§ **Text provided**
★ ★ ★

LOS ANGELES -- Great Britain athlete Steven Dodd found the sport of kayaking in the unlikeliest of places: a church bathroom.
It was nearly 20 years ago when Dodd, then 21, came home and told his mother he needed to buy a kayak. He wanted to paddle it 15 miles down the River Tamar in Devon. "I didn't know he even knew what kayaking was," Pat Dodd says. "I said, 'Steven, you can't do that."
A devout churchgoer, Steven had overheard a disabled member of his church's congregation mention that the church did not have a disabled toilet. Outraged, he began scheming possible ways to raise the money to have one installed. "He told me he wanted to hold a fundraiser," Pat says. "He was going to kayak the river to raise the funds for that toilet."
Steven had never participated in sports. As a kid, he showed no interest in athletics, but Pat knew her son had a passion for fundraising and for being an ambassador for people who are less able than himself. She also knew he wouldn't take no for an answer. So she and her husband, Graham, purchased a kayak and the proper equipment to go with it. She signed him up for a 1-star qualifying course, and in no time, he had his certification and was on his way down the Tamar.
"He got loads of people involved," Pat says. "And he raised enough money to get a disabled toilet put in our church."

★ ★ ★

§ **Records**
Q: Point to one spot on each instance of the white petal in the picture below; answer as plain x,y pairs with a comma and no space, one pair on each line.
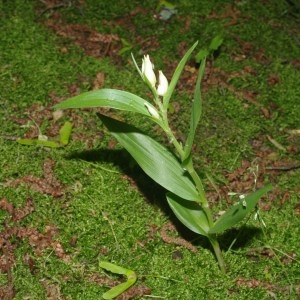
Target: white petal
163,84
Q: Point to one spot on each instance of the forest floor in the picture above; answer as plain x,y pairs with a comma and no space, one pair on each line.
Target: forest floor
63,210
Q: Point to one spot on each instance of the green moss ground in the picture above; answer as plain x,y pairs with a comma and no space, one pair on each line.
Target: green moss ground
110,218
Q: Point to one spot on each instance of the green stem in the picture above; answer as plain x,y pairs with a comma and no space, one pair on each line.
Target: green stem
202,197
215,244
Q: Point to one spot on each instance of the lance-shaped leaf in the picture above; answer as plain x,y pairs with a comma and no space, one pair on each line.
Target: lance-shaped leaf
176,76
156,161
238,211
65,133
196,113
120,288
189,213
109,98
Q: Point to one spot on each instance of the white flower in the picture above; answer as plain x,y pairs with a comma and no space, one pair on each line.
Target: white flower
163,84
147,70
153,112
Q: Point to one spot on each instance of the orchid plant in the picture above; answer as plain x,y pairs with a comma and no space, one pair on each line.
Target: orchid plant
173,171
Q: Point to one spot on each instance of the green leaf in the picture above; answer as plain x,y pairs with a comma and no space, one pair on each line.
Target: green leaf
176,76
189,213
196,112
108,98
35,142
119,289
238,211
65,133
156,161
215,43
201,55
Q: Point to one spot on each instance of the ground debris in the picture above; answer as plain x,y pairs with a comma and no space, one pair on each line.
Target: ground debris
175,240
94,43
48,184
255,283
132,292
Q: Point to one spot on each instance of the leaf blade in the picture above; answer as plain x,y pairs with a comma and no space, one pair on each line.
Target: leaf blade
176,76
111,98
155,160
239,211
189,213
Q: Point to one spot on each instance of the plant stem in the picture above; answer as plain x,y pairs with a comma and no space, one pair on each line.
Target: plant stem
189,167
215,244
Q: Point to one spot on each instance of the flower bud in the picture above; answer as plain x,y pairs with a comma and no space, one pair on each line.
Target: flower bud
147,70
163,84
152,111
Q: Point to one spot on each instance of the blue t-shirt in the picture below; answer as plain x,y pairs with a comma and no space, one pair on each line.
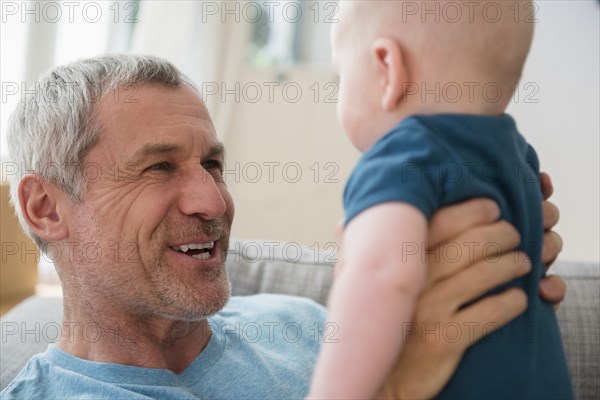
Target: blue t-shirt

★ ★ ★

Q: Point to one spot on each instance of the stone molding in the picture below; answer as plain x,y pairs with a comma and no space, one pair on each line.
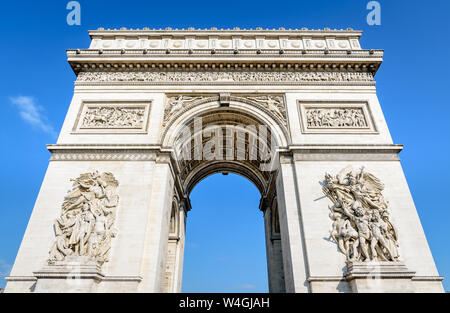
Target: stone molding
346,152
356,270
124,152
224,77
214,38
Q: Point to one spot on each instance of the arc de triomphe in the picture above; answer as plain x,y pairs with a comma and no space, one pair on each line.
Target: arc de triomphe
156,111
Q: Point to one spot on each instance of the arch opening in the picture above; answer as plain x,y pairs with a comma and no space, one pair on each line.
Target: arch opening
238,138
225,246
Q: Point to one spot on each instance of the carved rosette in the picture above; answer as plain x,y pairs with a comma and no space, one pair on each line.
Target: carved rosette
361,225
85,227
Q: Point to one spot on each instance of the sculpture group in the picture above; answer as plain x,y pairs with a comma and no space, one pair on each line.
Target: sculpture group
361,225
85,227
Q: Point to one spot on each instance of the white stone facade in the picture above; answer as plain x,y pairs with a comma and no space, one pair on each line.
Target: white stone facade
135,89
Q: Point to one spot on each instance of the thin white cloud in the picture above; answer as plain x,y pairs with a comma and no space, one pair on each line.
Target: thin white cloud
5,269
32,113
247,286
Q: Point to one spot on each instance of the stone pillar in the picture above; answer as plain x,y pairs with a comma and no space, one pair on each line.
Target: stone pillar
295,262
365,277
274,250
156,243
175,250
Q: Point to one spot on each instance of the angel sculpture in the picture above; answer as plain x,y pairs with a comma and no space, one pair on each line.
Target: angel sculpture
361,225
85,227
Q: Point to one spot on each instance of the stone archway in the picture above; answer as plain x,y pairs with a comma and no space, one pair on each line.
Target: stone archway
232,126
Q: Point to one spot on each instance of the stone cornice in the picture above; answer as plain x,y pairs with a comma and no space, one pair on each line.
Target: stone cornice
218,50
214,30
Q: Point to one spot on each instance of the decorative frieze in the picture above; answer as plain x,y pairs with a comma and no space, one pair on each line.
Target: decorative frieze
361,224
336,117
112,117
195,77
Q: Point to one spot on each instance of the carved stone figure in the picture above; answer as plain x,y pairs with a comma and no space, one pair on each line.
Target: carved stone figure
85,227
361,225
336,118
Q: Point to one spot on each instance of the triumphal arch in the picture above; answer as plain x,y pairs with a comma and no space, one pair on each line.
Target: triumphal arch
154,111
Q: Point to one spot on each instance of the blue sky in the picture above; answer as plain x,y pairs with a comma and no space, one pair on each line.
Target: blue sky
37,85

★ ★ ★

§ **Tasks to complete**
A: Do these statements agree with the article about Steven Dodd? Answer yes or no for each, quoting the deciding words. (i) Steven was 21 when he told his mother he needed a kayak. (ii) Steven was active in sports as a child. (iii) Pat Dodd bought the kayak on her own.
B: How would you say "Steven had never participated in sports." from the article about Steven Dodd in Spanish?
C: Can you carry the article about Steven Dodd forward from its last sentence?
The records have no connection to the article about Steven Dodd.

§ **Answers by item**
A:
(i) Yes: "Dodd, then 21, came home and told his mother he needed to buy a kayak"
(ii) No: "As a kid, he showed no interest in athletics"
(iii) No: "she and her husband, Graham, purchased a kayak and the proper equipment to go with it"

B: Steven nunca había practicado deportes.

C:
It wasn't the first nor would it be the last time Steven would prove he was capable of achieving seemingly impossible goals as a fundraiser and advocate. He traveled to Kosovo five times to perform Mission work with Smile International, despite having a terrible fear of flying. When he won the Young Achiever's Award for his work and was invited to meet the Queen and Prince Charles at Buckingham Palace, he used the opportunity to ask the Prince of Wales why The Prince's Trust, the largest multi-cause charity organization in the UK, didn't have a disabled team. "He told me to put together a proposal," Steven says. "And then Prince Charles gave me his card."
Two years later, Steven started the first disabled Prince's Trust team.
"If he's taught me anything, it is to keep trying," Pat says. "Go to the top of the tree, ask what's possible and work your way down from there. When he has a goal, he is unstoppable."
But while Steven, now 40, spent the next two decades ticking off incredible goals as a community servant, kayaking fell away. There were no local teams or organizations for him to join and, diagnosed with Asperger's syndrome at age 24, he found it difficult to meet new people. Outside of his charity work, he spent most of his time at home in Plymouth, England, where he lives with his 10-year-old boxer, Brook. But three years ago, he heard about the Special Olympics.
"The first time he competed, I went with Steven and the coaches to Nottingham Watersports Center about 300 miles away from our home," Pat says. "Steven took part in the races, won three gold medals and qualified for the World Games in L.A. We couldn't believe it."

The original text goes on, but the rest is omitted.